GIVEN REQUEST:
Which lines run from the one containing "Mark every instance of the soccer" to the end of the entries? Quote them exactly, and nothing else.

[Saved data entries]
○ ○ ○ ○ ○

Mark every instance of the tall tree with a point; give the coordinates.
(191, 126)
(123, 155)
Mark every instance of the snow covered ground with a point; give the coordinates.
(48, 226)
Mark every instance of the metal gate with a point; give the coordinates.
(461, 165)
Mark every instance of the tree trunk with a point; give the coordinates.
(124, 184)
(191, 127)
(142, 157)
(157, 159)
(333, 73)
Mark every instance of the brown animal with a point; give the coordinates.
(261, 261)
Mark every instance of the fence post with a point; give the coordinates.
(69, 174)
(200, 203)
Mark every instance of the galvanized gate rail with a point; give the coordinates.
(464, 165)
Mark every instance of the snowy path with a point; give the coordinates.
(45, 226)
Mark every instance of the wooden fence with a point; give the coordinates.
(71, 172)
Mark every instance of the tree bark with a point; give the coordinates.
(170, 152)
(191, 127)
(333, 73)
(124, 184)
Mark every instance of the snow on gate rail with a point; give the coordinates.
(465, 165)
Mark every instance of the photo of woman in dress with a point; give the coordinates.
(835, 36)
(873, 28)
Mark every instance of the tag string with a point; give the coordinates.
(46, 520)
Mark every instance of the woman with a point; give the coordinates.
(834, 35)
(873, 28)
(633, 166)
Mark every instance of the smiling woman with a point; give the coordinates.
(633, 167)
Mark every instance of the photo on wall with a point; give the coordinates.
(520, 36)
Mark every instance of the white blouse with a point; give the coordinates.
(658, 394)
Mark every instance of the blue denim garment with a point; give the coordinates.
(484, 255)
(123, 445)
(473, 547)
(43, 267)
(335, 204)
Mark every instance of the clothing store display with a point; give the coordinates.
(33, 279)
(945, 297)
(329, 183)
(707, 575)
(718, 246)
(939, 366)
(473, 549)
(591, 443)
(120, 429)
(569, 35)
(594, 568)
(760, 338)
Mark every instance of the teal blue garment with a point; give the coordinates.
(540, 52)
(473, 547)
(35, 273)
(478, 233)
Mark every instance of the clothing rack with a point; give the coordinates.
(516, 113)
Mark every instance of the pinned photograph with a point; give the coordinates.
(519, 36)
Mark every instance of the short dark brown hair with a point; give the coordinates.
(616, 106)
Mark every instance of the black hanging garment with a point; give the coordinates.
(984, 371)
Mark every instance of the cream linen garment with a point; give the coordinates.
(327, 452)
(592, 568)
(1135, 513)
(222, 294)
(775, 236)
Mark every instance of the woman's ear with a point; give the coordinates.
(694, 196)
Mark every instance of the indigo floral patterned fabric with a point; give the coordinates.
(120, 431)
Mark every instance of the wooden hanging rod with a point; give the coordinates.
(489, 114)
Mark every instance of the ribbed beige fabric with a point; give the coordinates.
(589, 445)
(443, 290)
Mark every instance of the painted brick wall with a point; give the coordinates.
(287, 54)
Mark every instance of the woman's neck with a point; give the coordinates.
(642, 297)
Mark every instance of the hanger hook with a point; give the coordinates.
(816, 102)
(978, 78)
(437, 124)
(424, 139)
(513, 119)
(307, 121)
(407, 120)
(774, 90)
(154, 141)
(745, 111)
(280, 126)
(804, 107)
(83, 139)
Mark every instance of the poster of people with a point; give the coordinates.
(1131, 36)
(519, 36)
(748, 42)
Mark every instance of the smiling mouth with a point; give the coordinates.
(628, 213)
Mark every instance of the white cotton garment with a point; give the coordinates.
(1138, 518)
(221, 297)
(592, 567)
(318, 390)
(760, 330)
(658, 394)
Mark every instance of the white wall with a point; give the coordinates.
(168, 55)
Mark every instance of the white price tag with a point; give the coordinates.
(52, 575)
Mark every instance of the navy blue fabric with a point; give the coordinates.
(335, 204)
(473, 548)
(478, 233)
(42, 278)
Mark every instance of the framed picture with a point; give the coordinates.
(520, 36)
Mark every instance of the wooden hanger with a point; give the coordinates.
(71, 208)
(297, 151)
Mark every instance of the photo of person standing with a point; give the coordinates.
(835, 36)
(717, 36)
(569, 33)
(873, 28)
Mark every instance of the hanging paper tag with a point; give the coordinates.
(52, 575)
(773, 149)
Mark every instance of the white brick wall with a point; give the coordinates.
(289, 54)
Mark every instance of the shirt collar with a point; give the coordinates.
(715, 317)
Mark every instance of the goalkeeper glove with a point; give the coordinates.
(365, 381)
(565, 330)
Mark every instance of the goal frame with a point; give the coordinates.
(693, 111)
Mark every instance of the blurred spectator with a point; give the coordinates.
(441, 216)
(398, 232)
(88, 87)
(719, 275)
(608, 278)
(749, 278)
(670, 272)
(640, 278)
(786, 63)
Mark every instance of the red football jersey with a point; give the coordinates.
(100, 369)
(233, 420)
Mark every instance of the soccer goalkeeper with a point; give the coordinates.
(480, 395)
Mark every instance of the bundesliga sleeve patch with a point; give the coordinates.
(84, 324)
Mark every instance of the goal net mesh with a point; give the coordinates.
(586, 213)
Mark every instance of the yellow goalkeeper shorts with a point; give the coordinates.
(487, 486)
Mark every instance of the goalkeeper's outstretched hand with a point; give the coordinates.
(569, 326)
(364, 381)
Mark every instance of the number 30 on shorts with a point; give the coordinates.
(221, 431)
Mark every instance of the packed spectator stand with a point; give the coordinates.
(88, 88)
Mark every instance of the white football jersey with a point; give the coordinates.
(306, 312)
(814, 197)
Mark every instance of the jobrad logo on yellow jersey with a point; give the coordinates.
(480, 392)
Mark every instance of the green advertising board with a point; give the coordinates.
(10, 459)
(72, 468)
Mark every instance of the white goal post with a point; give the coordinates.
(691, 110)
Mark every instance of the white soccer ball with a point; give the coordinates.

○ ○ ○ ○ ○

ANSWER TO THE PROBLEM:
Mark every instance of the soccer goalkeeper with a point; give the coordinates.
(480, 395)
Mark every instance of the bundesliga sleeve patch with a point; give the coordinates.
(84, 324)
Mark every instance of the goal net mesh with a point; give the coordinates.
(586, 213)
Mark every instance of the yellow goalkeeper shorts with a point; give the coordinates.
(487, 486)
Mark every instance of the goalkeeper's outstretched hand with a point; give the coordinates.
(569, 326)
(364, 381)
Mark every instance of the number 30 on shorts with a point; give the coordinates.
(221, 431)
Mark every instance of the packed spectator stand with a point; give the coordinates.
(88, 88)
Mark every instance of the white football jersey with a point; give the coordinates.
(306, 312)
(814, 197)
Mark every instance of the jobrad logo on yellow jersey with a point; give the coordinates.
(480, 392)
Mark every instance of the green advertising board with a point; give the coordinates.
(10, 459)
(72, 468)
Mark every instance of the white goal post with a point; give the coordinates.
(691, 110)
Mark every instance of the white soccer ball with a point; give the coordinates.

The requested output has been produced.